GIVEN ENTRIES:
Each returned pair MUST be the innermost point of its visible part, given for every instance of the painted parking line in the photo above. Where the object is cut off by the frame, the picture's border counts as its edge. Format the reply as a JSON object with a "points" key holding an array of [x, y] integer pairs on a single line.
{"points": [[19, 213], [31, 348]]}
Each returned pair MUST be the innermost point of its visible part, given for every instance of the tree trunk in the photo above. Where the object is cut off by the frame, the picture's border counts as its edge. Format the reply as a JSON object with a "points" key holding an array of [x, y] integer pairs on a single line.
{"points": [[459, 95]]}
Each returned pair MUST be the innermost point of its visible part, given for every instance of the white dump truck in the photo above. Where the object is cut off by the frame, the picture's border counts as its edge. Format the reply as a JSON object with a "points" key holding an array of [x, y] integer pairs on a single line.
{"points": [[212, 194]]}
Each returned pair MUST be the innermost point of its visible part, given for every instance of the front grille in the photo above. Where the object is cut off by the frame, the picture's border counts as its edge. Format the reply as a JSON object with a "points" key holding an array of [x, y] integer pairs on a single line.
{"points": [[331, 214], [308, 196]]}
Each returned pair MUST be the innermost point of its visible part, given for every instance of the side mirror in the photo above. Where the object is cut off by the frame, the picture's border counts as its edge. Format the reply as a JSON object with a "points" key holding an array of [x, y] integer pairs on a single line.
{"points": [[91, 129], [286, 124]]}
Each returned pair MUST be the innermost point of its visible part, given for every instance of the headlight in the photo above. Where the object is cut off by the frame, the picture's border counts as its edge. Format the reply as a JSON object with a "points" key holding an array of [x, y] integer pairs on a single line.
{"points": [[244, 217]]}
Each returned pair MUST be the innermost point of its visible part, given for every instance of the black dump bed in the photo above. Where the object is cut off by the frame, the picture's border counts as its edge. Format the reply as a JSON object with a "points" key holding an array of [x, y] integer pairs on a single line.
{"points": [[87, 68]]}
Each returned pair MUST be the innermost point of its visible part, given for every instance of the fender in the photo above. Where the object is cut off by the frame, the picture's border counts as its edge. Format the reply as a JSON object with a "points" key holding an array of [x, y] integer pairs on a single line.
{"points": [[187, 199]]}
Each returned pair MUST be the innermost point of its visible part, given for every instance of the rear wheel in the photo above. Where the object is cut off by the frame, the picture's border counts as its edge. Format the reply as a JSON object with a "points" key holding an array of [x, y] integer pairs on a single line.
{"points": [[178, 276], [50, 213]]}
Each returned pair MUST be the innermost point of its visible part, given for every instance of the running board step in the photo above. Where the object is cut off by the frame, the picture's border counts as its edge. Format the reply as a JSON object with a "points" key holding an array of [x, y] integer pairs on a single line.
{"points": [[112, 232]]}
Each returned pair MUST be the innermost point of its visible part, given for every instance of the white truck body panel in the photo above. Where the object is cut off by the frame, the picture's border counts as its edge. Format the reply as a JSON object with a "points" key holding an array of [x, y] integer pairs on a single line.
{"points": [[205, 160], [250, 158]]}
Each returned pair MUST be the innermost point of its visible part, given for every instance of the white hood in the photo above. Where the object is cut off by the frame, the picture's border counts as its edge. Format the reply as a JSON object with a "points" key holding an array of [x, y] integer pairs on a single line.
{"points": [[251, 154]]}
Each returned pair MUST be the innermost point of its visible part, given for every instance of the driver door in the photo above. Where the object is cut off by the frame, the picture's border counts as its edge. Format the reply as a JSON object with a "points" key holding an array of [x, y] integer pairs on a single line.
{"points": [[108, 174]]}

DIRECTIVE: Repeat every entry exactly, please.

WRITTEN SOLUTION:
Each returned pair MUST be the innermost point of its visible part, given for every instance of the painted parking line in the photo above. Where the object is cut off by the frame, the picture's border counts as its edge. Format the reply as a JSON object with a "points" key holding an array of [x, y] integer pairs on a single line.
{"points": [[19, 213], [31, 348]]}
Each returned pair MUST be the innermost point of its visible part, given for every instance of the tree trunk in the photo above. Where the object is cut off by the frame, the picture's border counts as its edge. Format the reply as a JSON object with a "points" key holding an array of [x, y] integer pairs on a single line.
{"points": [[459, 95]]}
Each returned pair MUST be the innermost point of its visible part, given for every instance of the white dump truck in the photo above. Where the object is cut off by the frame, the picture's border counts as its edge. Format the reply as a JSON object with a "points" key holding an array of [x, y] integer pairs on a single line.
{"points": [[212, 194]]}
Each returned pair MUST be the innermost point of its visible part, given for every instance of the front grille in the photo above. Where the object is cut off by the frame, the picture's border counts as its edge. Format the reply as a JSON object with a "points" key holding an array of [x, y] integer pairs on a single line.
{"points": [[331, 214], [308, 196]]}
Each returned pair MUST be the innermost point of its visible part, given for every instance of the side mirror in the photo above. Where the object is cut off by the frame, the picture's border counts as its edge. Format the reply as a JSON object with a "points" key holding an array of [x, y] integer pairs on a single line.
{"points": [[91, 129], [286, 124]]}
Each returned pair MUST be the innermost point of its visible part, given for every instance of the headlight in the photo above. Where the object is cut off by the frame, the picture's border counts as its edge. Format the reply as a JSON object with a "points" key holding an array of [x, y] integer pairs on a single line.
{"points": [[244, 217]]}
Each returned pair MUST be the innermost point of its visible part, given for every instance of the black dump bed in the photo above. Where the object is cut off by the frame, the picture's border counts as its edge. Format the reply as a JSON object with a "points" key holding an array of [x, y] integer pairs on a single line.
{"points": [[87, 68]]}
Each returned pair MUST be the innermost point of its visible part, given for every instance of the fender in the photo above. Where the object is cut off by the frame, the picture's border counts as its edge. Format the reply as a JSON object with a "points" key holding an array of [x, y] integer pairs on a single line.
{"points": [[187, 199]]}
Each returned pair MUST be the innermost point of its visible part, given for every instance of the rear wheel in the photo above. Where the object is cut off by the frame, the picture's border counts as its edge. Format the reply as a JSON object with a "points" key holding an array of [x, y] integer pairs on a single line.
{"points": [[178, 276], [50, 213]]}
Each returned pair MUST be the innermost point of its visible part, given for every instance of the running board step in the photo above. Where the object is cut off by the frame, the picture's border counts as its edge. Format the reply as a JSON object with a "points" key holding an array of [x, y] integer pairs on a single line.
{"points": [[112, 232]]}
Each returned pair MUST be the innermost point of its visible part, given for every instance of the white truck body panel in the photo above. Where the object is cut off by the frame, the picture's border counts as its edge. Format the reply as a JSON object with a "points" key holding an array of [x, y] integer pairs on a single line.
{"points": [[205, 160], [250, 158]]}
Each returned pair MUST be the innermost point of its visible part, given for every instance of the white hood in the photo above. Where the object is cut off by the frame, the picture's border counts as its edge. Format the reply as a JSON object with a "points" key holding an array of [x, y] integer pairs on a single line.
{"points": [[251, 154]]}
Each returned pair MUST be the innermost point of its visible part, given for every instance of the driver door in the photo above. Where the object is cut off by the frame, the picture's border counts as its edge. Format the reply as a JSON object with a "points" key holding an array of [x, y] integer pairs on a single line.
{"points": [[108, 174]]}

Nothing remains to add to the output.